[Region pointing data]
== Segment start ==

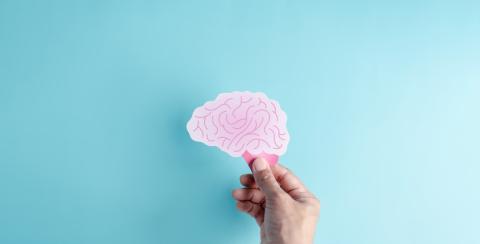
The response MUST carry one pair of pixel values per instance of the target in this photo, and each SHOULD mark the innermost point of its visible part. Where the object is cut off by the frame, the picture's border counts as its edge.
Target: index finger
(289, 182)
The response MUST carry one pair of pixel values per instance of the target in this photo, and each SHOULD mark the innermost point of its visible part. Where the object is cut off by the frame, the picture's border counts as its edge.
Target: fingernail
(260, 164)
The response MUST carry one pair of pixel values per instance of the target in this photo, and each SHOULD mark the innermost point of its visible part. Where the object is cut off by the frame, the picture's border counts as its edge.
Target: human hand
(284, 209)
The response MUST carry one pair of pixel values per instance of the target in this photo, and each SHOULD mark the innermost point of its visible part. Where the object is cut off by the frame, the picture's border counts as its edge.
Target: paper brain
(241, 122)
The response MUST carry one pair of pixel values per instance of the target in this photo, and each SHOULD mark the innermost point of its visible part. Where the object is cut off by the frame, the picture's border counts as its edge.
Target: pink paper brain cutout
(241, 122)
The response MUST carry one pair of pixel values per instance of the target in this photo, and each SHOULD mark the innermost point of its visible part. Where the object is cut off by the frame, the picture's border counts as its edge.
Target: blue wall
(383, 103)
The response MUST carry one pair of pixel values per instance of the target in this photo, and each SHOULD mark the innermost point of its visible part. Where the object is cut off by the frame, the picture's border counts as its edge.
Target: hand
(284, 209)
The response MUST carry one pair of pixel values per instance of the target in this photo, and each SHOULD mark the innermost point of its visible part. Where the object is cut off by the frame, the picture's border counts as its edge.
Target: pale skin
(284, 209)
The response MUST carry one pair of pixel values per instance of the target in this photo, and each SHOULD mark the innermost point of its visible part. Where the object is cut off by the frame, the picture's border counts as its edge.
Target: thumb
(265, 179)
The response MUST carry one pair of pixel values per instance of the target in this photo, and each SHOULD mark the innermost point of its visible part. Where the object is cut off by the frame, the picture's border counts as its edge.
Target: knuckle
(265, 176)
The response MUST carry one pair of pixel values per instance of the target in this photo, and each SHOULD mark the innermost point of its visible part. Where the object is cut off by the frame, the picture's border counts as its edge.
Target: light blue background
(383, 104)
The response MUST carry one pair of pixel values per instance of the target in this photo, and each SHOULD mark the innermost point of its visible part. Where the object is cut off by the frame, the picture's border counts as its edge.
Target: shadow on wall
(199, 208)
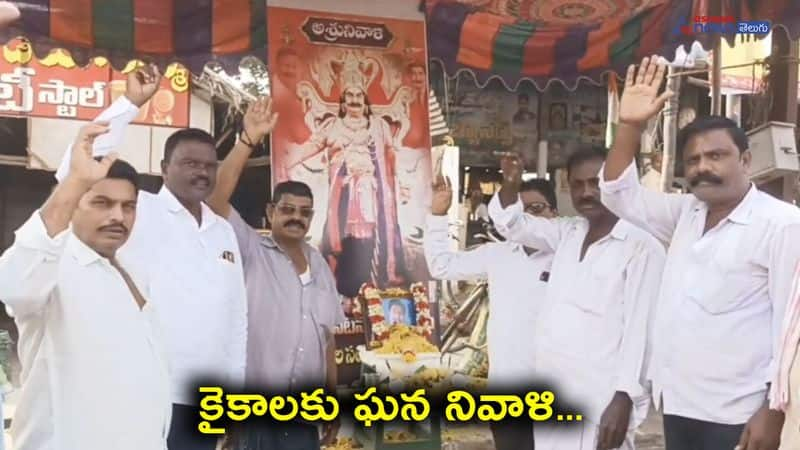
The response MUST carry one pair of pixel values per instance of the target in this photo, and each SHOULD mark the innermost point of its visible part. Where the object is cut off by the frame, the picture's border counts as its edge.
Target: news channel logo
(721, 25)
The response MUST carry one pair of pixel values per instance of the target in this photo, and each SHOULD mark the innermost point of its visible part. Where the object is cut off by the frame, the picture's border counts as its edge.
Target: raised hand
(614, 422)
(640, 100)
(142, 84)
(442, 196)
(259, 120)
(512, 167)
(83, 167)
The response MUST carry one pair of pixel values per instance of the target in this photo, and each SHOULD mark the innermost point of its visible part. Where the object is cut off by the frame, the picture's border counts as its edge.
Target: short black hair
(585, 153)
(297, 188)
(186, 134)
(543, 187)
(707, 123)
(121, 170)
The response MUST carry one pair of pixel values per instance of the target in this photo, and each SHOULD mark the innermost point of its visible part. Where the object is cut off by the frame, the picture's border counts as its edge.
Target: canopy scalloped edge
(82, 56)
(595, 77)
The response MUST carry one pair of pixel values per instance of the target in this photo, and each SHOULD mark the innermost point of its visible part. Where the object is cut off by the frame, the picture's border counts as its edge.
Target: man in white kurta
(94, 373)
(592, 331)
(517, 279)
(187, 260)
(728, 276)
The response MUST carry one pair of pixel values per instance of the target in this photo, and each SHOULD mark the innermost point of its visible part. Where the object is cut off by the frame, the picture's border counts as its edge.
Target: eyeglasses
(536, 208)
(288, 210)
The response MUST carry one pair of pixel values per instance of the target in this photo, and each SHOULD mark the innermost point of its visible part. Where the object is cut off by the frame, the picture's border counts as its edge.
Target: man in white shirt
(652, 175)
(294, 306)
(187, 260)
(592, 330)
(8, 15)
(732, 249)
(94, 373)
(517, 278)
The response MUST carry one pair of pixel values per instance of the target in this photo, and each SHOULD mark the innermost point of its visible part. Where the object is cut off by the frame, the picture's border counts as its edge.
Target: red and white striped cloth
(779, 398)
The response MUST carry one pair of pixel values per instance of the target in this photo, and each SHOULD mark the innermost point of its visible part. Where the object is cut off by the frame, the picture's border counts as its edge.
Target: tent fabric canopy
(555, 40)
(513, 40)
(190, 32)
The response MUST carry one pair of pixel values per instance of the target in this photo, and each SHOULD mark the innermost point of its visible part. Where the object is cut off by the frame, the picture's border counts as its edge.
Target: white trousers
(574, 437)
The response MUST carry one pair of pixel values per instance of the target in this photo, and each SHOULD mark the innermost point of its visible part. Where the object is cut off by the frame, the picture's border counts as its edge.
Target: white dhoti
(575, 437)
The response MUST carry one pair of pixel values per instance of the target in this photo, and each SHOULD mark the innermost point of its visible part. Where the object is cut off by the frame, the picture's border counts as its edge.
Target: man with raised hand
(732, 249)
(517, 278)
(294, 306)
(94, 373)
(592, 331)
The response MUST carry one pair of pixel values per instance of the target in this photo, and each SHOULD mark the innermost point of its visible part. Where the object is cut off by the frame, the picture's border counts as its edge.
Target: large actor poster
(350, 87)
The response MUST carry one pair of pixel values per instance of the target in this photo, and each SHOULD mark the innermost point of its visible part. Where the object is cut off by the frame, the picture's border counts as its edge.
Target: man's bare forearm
(509, 194)
(627, 141)
(59, 207)
(331, 375)
(228, 176)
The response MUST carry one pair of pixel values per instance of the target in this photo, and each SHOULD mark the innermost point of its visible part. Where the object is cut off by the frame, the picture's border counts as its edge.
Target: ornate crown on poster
(356, 72)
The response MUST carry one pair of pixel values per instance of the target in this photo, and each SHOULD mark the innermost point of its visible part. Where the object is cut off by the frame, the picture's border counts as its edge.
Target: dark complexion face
(192, 171)
(291, 217)
(105, 215)
(584, 188)
(715, 168)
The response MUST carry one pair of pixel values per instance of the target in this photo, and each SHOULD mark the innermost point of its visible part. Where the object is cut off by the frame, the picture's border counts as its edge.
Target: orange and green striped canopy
(538, 40)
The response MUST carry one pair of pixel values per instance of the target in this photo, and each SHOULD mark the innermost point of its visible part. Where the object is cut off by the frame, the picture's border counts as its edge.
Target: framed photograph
(396, 306)
(399, 311)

== Segment end ==

### WHAT NEEDS TO BE DONE:
Leave the pictures out and return each entry exactly.

### ANSWER TO THIS EXERCISE:
The response MUST carry one pair of pixel values per instance of the target in this photo, and each SHOULD mark the innermost point of its visible part. Where the object is cut off by the frame, the picture's border counts as its edge.
Target: index finger
(289, 182)
The response MUST carry one pair of pixel values per instance of the target in this photo, and each SHOULD mark the innermost point of its visible part. Where the object is cut off by the frame, the picture's border counts as its edge.
Target: fingernail
(260, 164)
The response MUST carry one pair of pixel values per instance of the target in this photo, and each SHOULD mark the innermost point of its visible part. Where the object is cut off by the frame, the picture's border counts as its edge.
Target: human hand
(284, 209)
The response MUST carry one pair of pixel values per instance of the target in this photo, and each SHOULD mark the innermost point of its visible part. Where the object is cut off by the frame, the picture's border counts as its edge.
Target: paper brain
(241, 122)
The response MUST carry one pair of pixel values per instance of the target in this photo, and each SHOULD mark the innermost point of its visible part. Where the object is cut off by the frame, the picture's border counts as its edge.
Target: pink paper brain cutout
(241, 122)
The response MUST carry one pair of pixel values per instance of the target in this photo, and each SHOULD mark the innermost point of its visible part. Where the object is cut off by the frame, the picture's border counts as its edge.
Target: blue wall
(383, 103)
The response MUST carry one pair of pixel values per instance of the target in this photo, and each SHOULD mark the innermost point of its visible part. Where the object is cut off by the frame, the picture's border counts as its edge.
Target: hand
(284, 209)
The response MUST carry one pair of pixel values per instance of the target in this photo, and each SHOULD mark the innermost point of its visible part. Where the object is cut off by the frame, the picture's border counts as its edge.
Target: pale skin
(284, 209)
The response MUST carry one pair of pixel values per instance of the target in this photo, and each SHOULD mark the innermost point of its visible part. Where the object is cut off by the frame, the picture's border counts as its edge.
Target: thumb
(265, 179)
The response MUST carry one pair of pixel values per instance of the target in this photo, and each SHOULD mark the innermost point of its visible part. Where the object is cut off by the frame, the picture's border counts as its edge.
Target: knuckle
(265, 176)
The response MUST carry one pair of pixel values per instance of the target in this photo, and each SHOULD mark the innermost point of its visible part. Where the object is cut off by the frame, the picture's border counts as its edge.
Target: light blue background
(383, 104)
The response MUST carry one pair of pixel values per instance of the target in this photo, and each SHOULD mark the innermost point of its visible part. Where the object is cut off by the frame, the picture's border counts as its edge.
Target: shadow on wall
(199, 208)
The response MUST carry one pair of pixel values per instance of the target in this photo, and each SHOULD mark the innermost point of its visible part. Where the object is cut off by the frame, the picture's border counts as its edge.
Target: news channel logo
(721, 25)
The response MUST carry one pair of pixel values per instance of the target in this photo, and each SHOULD mark the innermost point of its visible part. Where the object is cut off by the frame, the picture's border counts as its edge.
Target: raised hand
(614, 422)
(640, 100)
(142, 84)
(442, 196)
(259, 120)
(512, 167)
(83, 167)
The response MUST carry one pair of pixel values per instance of the target in this photo, and each SHOULD mark the innermost point of its visible part. Where the object is cut off by the frame, the picture's border counts as its edge.
Target: short black hair
(585, 153)
(297, 188)
(186, 134)
(543, 187)
(707, 123)
(121, 170)
The response MUST carry one pair of pixel values per instance of the target in this photo, and each SHOULD mark the innermost point of its visible part. Where the object is cut off by the frame, the picture's border counts as its edge.
Target: canopy scalloped edge
(82, 56)
(595, 77)
The response MUST carry one pair of pixel values per instance of the target in this photo, and each SHOULD mark the innermost point of its visible part. Where the object is cut off by the frame, the picture's border counts as its edge.
Target: man in white kurta
(94, 373)
(592, 331)
(517, 279)
(187, 260)
(728, 276)
The response MUST carry one pair of pixel values per instance of the target in this photo, and each SHOULD mark the innermost point of its visible part. Where the object is cut off by the frame, the picture's border counts as its edge.
Target: eyeglasses
(536, 208)
(288, 210)
The response MUST carry one pair of pixel values per instance of the target in this photo, and each SHOULD mark the innermost point of its visible part. Where the object is cut off by the frame, the picture's border counts as its edge.
Target: man in white shirt
(652, 175)
(294, 306)
(187, 260)
(592, 330)
(8, 15)
(732, 249)
(94, 373)
(517, 278)
The response MUST carry one pair of pixel values per instance of the target in this photo, and each SHOULD mark the innermost point of its visible part. Where the object is cut off by the frame, the picture's border counts as its edge.
Target: red and white striped cloth
(779, 398)
The response MUST carry one pair of pixel values per instance of the target in this photo, and each SHOULD mark the innermost point of its visible part. Where the object is cut off by the frame, the picture's border counts as its edge.
Target: tent fabric canopy
(555, 40)
(513, 40)
(190, 32)
The response MUST carry one pair of pixel values per instance of the target in this photo, and each SHOULD mark the innermost point of its visible part. Where the object is cut off by the frame, the picture's border counts as its edge.
Target: white trousers
(574, 437)
The response MUST carry one pair of pixel values per instance of the target in this photo, and each SHOULD mark the innermost point of its visible part. Where the object is cut off by the frame, the picture's border counts as its edge.
Target: white dhoti
(575, 437)
The response MUST carry one pair of pixel values per instance of the target in this photo, and each SHOULD mark the innermost point of its visible part. Where the object is cut off by the frame, the picture's border counts as its edge.
Target: man with raised hand
(732, 249)
(517, 278)
(294, 306)
(94, 373)
(592, 331)
The response MUST carry one pair of pixel values per instance of the target in this photo, and each SHOULD mark the innermost point of its visible part. Where the object is cut off by the frame, the picture's border counts as its edge.
Target: large actor poster
(350, 87)
The response MUST carry one pair of pixel values per instance of the target in this photo, and each SHOULD mark the innermost point of its visible part. Where the object is cut off by the frame, the picture's border counts as its edge.
Target: man's bare forearm
(509, 194)
(627, 141)
(59, 207)
(331, 375)
(228, 176)
The response MUST carry one pair of pixel values per instance of the target in this photo, and each SHOULD mark the innermost point of its visible part. Where the object is cut off by the frame, the picture's border counts as its edge.
Target: ornate crown on poster
(356, 72)
The response MUST carry one pair of pixel values per instance of the target in this photo, and each SHOULD mark the innermost point of its visible part. Where the object is cut off by the frame, the picture's border counts as its edge.
Target: dark complexion face
(192, 171)
(291, 217)
(105, 215)
(584, 188)
(715, 168)
The response MUST carry one pair of pixel values per instance of the target in this photo, and each SHOULD mark the innermost point of its visible part. Where the object is cut off by the frame, the picture's border counts as its edge.
Target: orange and green striped canopy
(538, 40)
The response MUST carry one pair of pixel values per instance of the target in this photo, and each SHOULD mark the innermost point of its visible part. Where the object is cut off by the frame, the picture's border counts as its edge.
Target: framed photograph
(396, 306)
(399, 311)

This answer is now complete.